# CPU Kühler Lüfter (Alpenföhn) Blasend oder Saugend?



## zocks (1. Dezember 2009)

*CPU Kühler Lüfter (Alpenföhn) Blasend oder Saugend?*

Was ist besser?

Z. Zeit mein Lüfter zieht die wärme von den Cpu Kühler ab (1tes Bild) richtung Hintere Lüfter des Gehäuses.
(Vorne ist noch ein Gehäuse Lüfter der frische luft durch die festplatten, richtung CPU Kühler blässt)

Heute tue ich den Lüfter austauschen und könnte dabei es umdrehen, also von die andere Seite blasend durch den Kühler und dann die hintere Lüfter tun die warme Lüft weiter nach draussen befördern. (2tes Bild wäre sowas)

Bild 1:




			Dieser Inhalt steht nur eingeloggten Mitgliedern zur Verfügung.
        



Bild2:




			Dieser Inhalt steht nur eingeloggten Mitgliedern zur Verfügung.


----------



## KaiHD7960xx (1. Dezember 2009)

**Übungsaufgabe 1**: Schreibe aus dem Forumsbeitrag den Abschnitt von „(Vorne ist noch“ bis einschließlich „Bild wäre sowas)“ wörtlich ab.
**Übungsaufgabe 2**: Wo sitzt laut dem Forumsbeitrag der Gehäuselüfter, der frische Luft durch die Festplatten bläst?
Für die Bearbeitung genügt allein der Forumsbeitrag.

**Bereitgestellte Einträge**:
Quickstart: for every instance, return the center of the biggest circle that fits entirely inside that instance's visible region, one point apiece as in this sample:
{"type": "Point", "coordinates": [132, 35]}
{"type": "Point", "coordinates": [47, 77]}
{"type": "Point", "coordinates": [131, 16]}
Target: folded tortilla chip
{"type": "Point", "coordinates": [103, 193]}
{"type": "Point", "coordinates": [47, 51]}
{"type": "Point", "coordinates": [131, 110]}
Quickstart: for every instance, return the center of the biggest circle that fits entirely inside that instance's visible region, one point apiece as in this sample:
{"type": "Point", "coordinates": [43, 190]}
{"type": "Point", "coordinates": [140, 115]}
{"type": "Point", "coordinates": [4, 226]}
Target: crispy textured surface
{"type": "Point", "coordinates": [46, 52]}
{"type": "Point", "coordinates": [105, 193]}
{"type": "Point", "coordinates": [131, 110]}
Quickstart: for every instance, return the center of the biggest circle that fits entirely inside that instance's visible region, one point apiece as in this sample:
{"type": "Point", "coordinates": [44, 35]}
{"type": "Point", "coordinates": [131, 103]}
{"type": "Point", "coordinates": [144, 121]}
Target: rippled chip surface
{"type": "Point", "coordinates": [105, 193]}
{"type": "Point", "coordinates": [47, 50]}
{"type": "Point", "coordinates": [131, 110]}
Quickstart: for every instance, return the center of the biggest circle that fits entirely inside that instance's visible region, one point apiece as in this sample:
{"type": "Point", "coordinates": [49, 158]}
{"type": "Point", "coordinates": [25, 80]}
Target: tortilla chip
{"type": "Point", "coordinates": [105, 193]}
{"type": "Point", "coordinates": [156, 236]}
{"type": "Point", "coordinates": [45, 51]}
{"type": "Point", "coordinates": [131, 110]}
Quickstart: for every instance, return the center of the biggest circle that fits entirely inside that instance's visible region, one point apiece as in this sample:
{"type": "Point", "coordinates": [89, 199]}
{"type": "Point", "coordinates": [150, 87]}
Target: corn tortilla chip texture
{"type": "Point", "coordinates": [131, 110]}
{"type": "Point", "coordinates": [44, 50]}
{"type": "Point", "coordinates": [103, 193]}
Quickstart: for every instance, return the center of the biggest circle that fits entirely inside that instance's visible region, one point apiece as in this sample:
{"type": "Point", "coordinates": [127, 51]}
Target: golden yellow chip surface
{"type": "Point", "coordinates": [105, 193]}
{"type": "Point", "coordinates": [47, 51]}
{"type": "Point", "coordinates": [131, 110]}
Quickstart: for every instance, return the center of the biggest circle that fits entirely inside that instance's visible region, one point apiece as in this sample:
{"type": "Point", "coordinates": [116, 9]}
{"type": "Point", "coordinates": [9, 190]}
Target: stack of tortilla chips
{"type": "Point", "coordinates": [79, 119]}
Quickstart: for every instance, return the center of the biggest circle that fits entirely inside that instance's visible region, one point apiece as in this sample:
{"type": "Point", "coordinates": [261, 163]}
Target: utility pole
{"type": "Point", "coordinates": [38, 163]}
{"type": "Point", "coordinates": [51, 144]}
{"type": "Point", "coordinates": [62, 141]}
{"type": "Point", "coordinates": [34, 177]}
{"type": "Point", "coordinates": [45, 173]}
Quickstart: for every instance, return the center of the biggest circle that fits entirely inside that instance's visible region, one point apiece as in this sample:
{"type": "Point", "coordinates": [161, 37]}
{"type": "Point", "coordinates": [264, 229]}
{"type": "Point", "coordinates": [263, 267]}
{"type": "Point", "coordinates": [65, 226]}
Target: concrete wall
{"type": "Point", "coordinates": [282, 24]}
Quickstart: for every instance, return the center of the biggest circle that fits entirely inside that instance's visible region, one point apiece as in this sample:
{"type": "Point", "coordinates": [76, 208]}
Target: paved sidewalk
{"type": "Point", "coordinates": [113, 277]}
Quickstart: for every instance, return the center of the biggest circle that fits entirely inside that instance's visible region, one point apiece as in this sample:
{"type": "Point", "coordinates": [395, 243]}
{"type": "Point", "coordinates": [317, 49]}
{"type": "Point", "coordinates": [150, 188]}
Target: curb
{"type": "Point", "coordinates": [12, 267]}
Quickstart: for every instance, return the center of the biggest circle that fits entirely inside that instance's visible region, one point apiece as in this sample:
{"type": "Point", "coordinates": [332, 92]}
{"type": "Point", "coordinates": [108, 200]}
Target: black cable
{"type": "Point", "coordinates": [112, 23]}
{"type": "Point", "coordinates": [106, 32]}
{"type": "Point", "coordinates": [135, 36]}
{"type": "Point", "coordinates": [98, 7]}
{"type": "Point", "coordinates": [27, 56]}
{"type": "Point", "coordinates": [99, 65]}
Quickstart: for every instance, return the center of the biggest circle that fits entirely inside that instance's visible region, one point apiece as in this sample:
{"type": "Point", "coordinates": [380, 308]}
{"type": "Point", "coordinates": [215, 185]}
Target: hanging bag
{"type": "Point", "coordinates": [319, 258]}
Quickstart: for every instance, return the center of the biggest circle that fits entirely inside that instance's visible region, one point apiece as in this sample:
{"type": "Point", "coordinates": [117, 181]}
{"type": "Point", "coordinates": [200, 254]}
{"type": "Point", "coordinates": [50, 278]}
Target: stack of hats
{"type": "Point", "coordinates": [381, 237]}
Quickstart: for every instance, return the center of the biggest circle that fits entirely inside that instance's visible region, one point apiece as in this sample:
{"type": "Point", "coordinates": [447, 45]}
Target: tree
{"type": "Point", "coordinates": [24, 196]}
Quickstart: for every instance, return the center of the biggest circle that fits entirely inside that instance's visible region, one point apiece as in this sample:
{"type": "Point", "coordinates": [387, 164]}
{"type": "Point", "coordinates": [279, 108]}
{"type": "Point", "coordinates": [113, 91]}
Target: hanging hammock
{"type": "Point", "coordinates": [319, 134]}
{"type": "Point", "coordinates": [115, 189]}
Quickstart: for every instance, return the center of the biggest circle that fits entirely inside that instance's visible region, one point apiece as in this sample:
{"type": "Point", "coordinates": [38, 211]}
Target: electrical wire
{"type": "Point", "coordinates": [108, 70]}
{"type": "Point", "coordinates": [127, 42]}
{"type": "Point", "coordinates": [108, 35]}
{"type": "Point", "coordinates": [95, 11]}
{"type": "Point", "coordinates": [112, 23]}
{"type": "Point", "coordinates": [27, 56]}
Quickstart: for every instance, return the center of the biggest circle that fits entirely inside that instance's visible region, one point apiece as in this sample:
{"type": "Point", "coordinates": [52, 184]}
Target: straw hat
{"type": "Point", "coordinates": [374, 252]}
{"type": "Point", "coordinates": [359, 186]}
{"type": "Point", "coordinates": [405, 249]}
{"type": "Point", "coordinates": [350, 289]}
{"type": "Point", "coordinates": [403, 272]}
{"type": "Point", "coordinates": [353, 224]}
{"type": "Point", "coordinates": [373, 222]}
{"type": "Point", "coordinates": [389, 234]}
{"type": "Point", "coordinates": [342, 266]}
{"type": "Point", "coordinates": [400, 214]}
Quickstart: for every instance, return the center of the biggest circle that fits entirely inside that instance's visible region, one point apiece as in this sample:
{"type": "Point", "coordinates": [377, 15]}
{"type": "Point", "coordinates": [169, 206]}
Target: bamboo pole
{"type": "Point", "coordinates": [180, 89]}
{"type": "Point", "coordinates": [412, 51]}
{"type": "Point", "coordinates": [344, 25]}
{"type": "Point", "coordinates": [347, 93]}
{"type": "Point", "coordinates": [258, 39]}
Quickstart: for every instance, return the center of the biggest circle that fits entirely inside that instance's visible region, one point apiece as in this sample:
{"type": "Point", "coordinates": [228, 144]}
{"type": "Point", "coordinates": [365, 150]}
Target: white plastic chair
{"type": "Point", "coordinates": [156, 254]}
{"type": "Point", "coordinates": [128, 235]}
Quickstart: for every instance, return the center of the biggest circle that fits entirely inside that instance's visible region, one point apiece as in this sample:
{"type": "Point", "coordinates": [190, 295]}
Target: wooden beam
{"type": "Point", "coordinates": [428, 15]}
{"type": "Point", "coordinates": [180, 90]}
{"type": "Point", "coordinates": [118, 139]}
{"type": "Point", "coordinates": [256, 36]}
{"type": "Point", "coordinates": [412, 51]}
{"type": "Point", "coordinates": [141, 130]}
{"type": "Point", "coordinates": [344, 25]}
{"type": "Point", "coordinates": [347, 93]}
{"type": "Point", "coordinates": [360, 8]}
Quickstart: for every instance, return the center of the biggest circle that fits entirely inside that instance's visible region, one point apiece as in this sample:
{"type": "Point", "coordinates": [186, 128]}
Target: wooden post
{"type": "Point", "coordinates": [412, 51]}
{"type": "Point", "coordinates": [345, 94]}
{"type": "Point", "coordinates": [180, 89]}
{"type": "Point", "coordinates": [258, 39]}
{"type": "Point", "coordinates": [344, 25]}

**Erwartete Ausgabe 1**:
(Vorne ist noch ein Gehäuse Lüfter der frische luft durch die festplatten, richtung CPU Kühler blässt)

Heute tue ich den Lüfter austauschen und könnte dabei es umdrehen, also von die andere Seite blasend durch den Kühler und dann die hintere Lüfter tun die warme Lüft weiter nach draussen befördern. (2tes Bild wäre sowas)

**Erwartete Ausgabe 2**: Vorne im Gehäuse.